» **SHORT PROBLEM A**:
Answer these questions from the S.R.G. news page:
(i) Which station did the intermittent interference problem affect in the fall of 2024?
(ii) What was found broken when repairs were made to the station in September of 2024?
(iii) Where is the interference from the "commercial" workers suspected to be coming from?

» **PAGE EXTRACT**:

* START *

Social gatherings

 

 

We have occasional parties for get together socially:

Party Somewhere around 200x

Party 2008

Party 2009

Party 2019

Party in the fall 2019


 

S.R.G. News & History

Fall of of 2024

Due to an intermittent IM/interference problem this fall, affecting the Colville station, Karl had to change the Yakima-20 access. If you want the latest access info please email using the address on this web site, under "Contacts" .

Later September of 2024

The Author and lots of help found another chance to make (expensive) final repairs to the antenna. The Tri-Cities-45 access point (station) is on the air.

September of 2024

The Author found a chance to make (expensive) repairs to the station. However, its antenna was found to be broken. Repairs for that are in progress. It's anticipated the station will be back on the air in a month or less.

August of 2024

The suspected "vender" using the radios to interfere was contacted however, denied any such involvement. However shortly after the contact the interference stopped. So the System is clear for now. The only issue is that it would be nice to find such radios on the illegal frequency and kindly get them on an appropriate frequency other than amateur.

2020~2024

There's been interference with some "commercial" workers on the System. Their location has not been found, mainly from lack of help for this daunting task. So far it appears the interference is not in the Spokane area. It's suspected it's coming from the Basin, perhaps Tri-Cities area. Volunteers interested in solving this problem can contact SRG for details. This problem has been going on for several years.

* END *

» **SHORT PROBLEM B**: Format the listing lines, starting at the one containing "For this challenge, identify the player's nose" and ending at the one containing "point(607, 247)", as a Markdown table with the columns Row and Line. Give one line per row, leave out blank lines and include nothing else.

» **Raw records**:
* START *

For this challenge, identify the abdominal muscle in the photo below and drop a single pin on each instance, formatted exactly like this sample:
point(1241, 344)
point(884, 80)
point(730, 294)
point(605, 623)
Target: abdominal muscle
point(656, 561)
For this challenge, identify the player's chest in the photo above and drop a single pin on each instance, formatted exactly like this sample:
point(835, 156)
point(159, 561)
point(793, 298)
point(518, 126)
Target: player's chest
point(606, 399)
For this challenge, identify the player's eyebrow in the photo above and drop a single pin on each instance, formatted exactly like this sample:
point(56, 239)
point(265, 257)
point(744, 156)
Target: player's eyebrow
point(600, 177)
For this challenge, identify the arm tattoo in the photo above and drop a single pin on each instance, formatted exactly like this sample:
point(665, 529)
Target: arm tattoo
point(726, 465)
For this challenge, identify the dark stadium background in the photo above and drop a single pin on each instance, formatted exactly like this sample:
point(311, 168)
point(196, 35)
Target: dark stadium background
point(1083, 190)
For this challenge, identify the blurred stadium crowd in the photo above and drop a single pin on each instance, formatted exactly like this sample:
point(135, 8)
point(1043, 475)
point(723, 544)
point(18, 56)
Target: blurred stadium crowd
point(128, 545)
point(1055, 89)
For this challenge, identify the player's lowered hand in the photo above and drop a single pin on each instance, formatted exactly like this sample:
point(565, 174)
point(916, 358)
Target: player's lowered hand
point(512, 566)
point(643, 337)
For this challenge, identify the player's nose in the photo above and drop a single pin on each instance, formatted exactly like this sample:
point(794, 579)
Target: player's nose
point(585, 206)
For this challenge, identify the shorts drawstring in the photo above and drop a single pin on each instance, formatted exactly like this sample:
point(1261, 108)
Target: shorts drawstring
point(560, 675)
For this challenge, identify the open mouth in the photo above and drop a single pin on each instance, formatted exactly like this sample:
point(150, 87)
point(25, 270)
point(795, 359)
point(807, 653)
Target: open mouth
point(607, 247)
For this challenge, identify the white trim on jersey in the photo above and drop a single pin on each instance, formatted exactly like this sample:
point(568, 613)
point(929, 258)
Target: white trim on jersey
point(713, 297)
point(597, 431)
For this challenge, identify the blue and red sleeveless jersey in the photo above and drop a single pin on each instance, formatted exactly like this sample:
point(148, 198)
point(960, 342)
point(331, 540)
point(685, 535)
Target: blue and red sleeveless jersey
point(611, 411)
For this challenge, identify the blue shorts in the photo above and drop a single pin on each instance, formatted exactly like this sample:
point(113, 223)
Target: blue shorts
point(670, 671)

* END *

» **CORRECT RESULT A**:
(i) The Colville station.
(ii) The station's antenna.
(iii) The Basin, perhaps the Tri-Cities area.

» **CORRECT RESULT B**:
| Row | Line |
|---|---|
| 1 | For this challenge, identify the player's nose in the photo above and drop a single pin on each instance, formatted exactly like this sample: |
| 2 | point(794, 579) |
| 3 | Target: player's nose |
| 4 | point(585, 206) |
| 5 | For this challenge, identify the shorts drawstring in the photo above and drop a single pin on each instance, formatted exactly like this sample: |
| 6 | point(1261, 108) |
| 7 | Target: shorts drawstring |
| 8 | point(560, 675) |
| 9 | For this challenge, identify the open mouth in the photo above and drop a single pin on each instance, formatted exactly like this sample: |
| 10 | point(150, 87) |
| 11 | point(25, 270) |
| 12 | point(795, 359) |
| 13 | point(807, 653) |
| 14 | Target: open mouth |
| 15 | point(607, 247) |